Start of Records provided

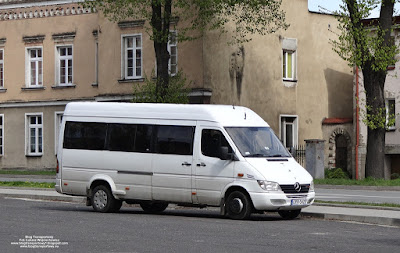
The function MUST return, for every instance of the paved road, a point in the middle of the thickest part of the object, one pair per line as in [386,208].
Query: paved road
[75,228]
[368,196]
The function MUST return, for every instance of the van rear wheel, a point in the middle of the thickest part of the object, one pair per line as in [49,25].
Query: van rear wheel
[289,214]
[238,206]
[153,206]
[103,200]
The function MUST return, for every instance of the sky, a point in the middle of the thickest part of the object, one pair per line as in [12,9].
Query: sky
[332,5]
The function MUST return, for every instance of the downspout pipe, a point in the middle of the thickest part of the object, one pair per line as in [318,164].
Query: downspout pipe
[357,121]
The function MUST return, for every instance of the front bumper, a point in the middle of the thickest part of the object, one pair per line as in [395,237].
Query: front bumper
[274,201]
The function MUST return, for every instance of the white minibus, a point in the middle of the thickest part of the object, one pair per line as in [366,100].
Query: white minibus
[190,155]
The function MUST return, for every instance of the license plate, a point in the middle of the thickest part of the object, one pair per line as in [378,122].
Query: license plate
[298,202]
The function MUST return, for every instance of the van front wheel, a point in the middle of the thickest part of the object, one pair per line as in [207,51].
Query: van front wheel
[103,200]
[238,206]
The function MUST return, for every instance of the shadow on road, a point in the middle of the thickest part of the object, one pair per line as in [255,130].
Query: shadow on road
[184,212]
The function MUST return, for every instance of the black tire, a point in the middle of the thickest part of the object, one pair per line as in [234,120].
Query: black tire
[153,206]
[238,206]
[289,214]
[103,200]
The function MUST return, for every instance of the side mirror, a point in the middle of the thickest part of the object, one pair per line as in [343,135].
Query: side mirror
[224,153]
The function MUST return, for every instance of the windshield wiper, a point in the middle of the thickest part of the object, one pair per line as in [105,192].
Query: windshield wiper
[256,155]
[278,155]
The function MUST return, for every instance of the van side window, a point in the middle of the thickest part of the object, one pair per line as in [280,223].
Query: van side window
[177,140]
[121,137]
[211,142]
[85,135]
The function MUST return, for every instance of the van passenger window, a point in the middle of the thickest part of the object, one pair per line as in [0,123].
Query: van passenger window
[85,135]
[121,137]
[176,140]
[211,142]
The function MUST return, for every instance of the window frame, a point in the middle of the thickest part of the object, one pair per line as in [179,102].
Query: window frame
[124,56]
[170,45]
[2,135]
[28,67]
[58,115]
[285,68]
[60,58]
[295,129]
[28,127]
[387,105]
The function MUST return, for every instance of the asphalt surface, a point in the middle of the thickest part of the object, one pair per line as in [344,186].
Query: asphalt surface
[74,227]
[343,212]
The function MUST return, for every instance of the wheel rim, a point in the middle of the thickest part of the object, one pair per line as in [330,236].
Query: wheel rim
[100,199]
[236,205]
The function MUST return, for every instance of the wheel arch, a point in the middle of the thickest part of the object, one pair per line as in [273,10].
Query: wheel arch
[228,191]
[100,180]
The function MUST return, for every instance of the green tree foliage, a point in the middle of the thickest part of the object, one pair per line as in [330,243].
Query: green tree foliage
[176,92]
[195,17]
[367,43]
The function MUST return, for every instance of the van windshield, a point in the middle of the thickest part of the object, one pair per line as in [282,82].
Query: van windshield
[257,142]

End of Records provided
Start of Records provided

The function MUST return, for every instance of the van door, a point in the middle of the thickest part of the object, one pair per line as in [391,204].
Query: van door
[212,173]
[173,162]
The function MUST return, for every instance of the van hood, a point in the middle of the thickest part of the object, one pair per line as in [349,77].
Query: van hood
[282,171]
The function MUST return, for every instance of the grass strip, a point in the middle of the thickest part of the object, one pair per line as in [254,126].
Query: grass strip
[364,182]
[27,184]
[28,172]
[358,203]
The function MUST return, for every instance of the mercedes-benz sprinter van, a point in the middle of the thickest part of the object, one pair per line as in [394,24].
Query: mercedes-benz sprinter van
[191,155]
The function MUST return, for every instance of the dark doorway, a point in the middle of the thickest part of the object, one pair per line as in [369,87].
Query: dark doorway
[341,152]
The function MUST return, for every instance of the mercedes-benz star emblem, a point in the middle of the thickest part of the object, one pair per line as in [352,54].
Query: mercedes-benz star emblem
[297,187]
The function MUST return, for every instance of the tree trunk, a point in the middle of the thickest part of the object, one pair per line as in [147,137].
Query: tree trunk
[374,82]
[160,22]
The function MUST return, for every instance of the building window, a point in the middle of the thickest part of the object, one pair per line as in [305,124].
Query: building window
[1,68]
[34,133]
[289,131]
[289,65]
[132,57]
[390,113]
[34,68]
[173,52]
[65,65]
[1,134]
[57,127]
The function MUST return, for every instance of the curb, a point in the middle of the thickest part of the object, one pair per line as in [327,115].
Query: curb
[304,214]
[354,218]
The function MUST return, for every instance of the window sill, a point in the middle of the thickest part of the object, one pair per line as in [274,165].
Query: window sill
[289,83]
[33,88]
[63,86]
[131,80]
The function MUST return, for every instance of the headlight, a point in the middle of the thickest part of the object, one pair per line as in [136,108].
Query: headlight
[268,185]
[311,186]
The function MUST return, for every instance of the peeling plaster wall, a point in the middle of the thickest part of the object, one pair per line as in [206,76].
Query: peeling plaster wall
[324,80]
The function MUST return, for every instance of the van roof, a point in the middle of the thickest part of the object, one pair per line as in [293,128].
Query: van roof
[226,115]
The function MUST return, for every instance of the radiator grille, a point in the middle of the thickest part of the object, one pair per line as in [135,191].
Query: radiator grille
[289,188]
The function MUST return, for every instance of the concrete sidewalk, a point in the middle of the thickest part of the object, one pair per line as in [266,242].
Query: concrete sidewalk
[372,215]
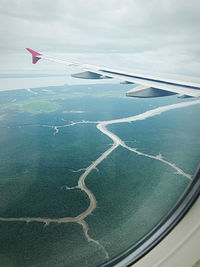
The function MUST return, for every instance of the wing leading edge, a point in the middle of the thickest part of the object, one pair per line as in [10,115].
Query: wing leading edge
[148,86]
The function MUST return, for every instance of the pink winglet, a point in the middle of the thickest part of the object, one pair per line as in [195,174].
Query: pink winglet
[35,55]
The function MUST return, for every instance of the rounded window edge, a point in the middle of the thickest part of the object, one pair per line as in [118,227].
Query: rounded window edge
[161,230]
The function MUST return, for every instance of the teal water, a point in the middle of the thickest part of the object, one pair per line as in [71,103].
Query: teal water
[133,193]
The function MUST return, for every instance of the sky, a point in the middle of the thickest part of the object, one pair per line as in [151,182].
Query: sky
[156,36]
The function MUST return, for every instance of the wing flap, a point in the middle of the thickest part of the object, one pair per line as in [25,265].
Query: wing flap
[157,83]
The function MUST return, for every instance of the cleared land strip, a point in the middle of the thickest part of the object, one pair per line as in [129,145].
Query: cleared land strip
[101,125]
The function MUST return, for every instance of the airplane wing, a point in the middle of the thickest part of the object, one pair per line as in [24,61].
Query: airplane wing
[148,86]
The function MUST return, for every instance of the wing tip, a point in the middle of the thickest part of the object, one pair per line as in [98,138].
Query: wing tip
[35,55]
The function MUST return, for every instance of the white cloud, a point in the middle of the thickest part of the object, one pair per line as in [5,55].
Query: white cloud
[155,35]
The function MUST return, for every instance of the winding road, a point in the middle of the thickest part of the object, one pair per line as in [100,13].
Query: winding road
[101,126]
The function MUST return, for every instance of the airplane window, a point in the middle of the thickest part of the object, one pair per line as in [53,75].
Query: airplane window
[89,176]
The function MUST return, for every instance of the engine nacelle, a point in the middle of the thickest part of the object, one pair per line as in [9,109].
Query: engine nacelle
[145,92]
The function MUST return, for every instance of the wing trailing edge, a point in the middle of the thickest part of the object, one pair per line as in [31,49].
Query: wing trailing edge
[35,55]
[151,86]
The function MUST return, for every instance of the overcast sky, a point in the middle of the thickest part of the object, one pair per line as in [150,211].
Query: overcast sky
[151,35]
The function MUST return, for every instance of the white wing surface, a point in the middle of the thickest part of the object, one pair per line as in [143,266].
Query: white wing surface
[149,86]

End of Records provided
Start of Records provided

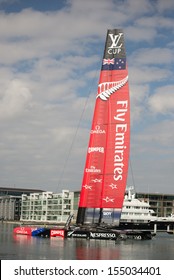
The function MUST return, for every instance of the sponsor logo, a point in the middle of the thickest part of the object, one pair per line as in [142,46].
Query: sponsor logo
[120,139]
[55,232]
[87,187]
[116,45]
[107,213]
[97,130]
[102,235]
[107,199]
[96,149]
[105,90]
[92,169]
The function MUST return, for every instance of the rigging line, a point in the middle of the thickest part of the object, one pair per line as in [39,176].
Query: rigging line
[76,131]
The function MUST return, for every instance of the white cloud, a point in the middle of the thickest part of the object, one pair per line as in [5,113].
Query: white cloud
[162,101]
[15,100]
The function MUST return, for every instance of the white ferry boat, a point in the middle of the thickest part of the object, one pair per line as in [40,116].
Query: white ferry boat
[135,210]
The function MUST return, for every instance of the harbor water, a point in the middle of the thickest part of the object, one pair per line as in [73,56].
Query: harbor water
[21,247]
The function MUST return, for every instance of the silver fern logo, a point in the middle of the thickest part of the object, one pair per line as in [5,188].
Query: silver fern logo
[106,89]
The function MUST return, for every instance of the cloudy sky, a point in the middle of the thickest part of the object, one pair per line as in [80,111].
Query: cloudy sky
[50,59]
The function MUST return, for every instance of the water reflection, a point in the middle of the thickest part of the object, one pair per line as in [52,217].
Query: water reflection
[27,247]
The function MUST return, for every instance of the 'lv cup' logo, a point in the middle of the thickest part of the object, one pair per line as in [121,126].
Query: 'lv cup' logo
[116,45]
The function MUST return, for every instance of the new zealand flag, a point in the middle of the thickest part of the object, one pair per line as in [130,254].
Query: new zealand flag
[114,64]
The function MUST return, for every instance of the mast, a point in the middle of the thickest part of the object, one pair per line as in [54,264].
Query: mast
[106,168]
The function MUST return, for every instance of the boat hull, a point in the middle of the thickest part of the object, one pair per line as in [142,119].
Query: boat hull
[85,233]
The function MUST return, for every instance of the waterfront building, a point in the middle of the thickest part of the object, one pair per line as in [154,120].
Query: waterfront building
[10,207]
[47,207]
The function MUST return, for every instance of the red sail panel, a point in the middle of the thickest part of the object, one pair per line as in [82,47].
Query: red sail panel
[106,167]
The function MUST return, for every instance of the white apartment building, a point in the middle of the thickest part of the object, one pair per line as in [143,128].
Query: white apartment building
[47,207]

End of Records provided

What is required — Report every line of the items above that contains the string "wall".

Task result —
The function MUST return, for every instance of the peeling plaster wall, a point in the middle of the thickest part of the object, one pair per line as in [206,76].
Query: peeling plaster wall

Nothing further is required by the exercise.